» **WRITTEN TASK**: Edit the stretch of the Ray Tune passage from "model = ConvNet().to(device)" through "model = DistributedDataParallel(model)", changing each "optimizer_state" to "opt_state".
┌─ PASSAGE
In order to use Tune a trainable classier is required.  That is a classifer that is created and will be fed into the Tune training definition (tune.run).  Our classifier here is called 'train_mnist' and the trainable classifier is the first classifer under the function run_ddp.  We have a second snippet of code that uses tune.run to run the classifer.  For this example we are running the iterations only once, but the number of iteration can be modified in your project depending on how the code is set-up.  Try running the code and seeing the classifer being trained. The trained classifer will be saved to your local Domino directory at the location specified.

In [4]:
import argparse
import logging
import os
import torch
import torch.optim as optim
from torch.nn.parallel import DistributedDataParallel

import ray
from ray import tune
from ray.tune.examples.mnist_pytorch import (train, test, get_data_loaders,
                                             ConvNet)
from ray.tune.integration.torch import (DistributedTrainableCreator,
                                        distributed_checkpoint_dir)


In [7]:
logger = logging.getLogger(__name__)

def train_mnist(config, checkpoint_dir=False):
    use_cuda = torch.cuda.is_available()
    device = torch.device("cuda" if use_cuda else "cpu")
    train_loader, test_loader = get_data_loaders()
    model = ConvNet().to(device)
    optimizer = optim.SGD(model.parameters(), lr=0.1)

    if checkpoint_dir:
        with open(os.path.join(checkpoint_dir, "checkpoint")) as f:
            model_state, optimizer_state = torch.load(f)

        model.load_state_dict(model_state)
        optimizer.load_state_dict(optimizer_state)

    model = DistributedDataParallel(model)

    for epoch in range(40):
        train(model, optimizer, train_loader, device)
        acc = test(model, test_loader, device)

        if epoch % 3 == 0:
            with distributed_checkpoint_dir(step=epoch) as checkpoint_dir:
                path = os.path.join(checkpoint_dir, "checkpoint")
└─
┌─ DATASET CONTENT
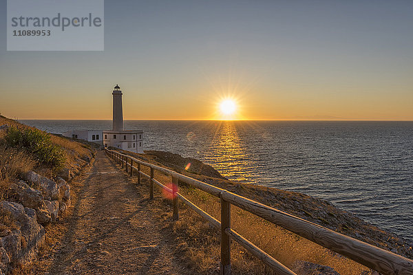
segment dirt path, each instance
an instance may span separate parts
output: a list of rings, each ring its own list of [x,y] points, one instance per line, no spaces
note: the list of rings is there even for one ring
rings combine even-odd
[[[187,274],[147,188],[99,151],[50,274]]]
└─
┌─ DATASET CONTENT
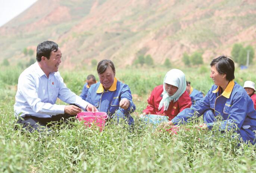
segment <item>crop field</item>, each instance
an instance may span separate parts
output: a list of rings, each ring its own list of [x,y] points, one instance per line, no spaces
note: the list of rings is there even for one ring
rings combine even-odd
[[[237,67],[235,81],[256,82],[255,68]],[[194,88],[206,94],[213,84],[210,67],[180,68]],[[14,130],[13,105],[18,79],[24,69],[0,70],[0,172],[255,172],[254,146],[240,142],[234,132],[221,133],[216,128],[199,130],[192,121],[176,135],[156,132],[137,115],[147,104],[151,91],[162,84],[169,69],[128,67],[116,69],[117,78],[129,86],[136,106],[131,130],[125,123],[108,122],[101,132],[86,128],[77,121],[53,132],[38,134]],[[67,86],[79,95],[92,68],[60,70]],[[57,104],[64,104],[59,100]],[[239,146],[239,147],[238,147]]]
└─
┌─ DATASET CONTENT
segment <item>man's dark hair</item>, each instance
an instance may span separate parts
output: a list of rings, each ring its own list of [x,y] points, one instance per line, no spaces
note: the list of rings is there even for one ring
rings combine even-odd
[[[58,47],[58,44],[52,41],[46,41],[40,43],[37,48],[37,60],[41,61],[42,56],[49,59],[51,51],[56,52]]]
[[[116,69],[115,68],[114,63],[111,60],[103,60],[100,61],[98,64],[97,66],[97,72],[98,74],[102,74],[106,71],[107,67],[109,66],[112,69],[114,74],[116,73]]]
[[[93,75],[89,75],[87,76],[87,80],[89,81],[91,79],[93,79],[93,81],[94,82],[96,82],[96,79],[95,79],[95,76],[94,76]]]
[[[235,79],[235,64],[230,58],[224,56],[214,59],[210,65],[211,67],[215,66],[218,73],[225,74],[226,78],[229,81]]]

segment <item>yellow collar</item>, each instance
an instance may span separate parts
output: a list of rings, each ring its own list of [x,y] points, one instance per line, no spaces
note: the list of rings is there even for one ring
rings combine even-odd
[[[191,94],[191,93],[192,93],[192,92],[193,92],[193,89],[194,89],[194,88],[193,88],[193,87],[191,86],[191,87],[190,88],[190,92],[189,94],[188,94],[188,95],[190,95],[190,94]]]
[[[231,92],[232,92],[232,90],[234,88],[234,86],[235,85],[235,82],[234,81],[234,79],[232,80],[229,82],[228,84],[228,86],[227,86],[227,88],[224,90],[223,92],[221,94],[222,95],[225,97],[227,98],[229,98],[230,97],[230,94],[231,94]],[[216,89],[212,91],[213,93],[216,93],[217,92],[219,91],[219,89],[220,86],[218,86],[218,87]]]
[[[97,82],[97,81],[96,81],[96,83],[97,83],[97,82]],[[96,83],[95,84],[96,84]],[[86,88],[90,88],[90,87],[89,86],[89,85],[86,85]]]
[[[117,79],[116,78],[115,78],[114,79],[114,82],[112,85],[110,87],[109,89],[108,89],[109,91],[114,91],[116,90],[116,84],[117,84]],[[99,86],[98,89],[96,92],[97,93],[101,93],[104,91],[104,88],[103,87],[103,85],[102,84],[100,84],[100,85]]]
└─
» **ANSWER TO THIS EXERCISE**:
model = ConvNet().to(device)
    optimizer = optim.SGD(model.parameters(), lr=0.1)

    if checkpoint_dir:
        with open(os.path.join(checkpoint_dir, "checkpoint")) as f:
            model_state, opt_state = torch.load(f)

        model.load_state_dict(model_state)
        optimizer.load_state_dict(opt_state)

    model = DistributedDataParallel(model)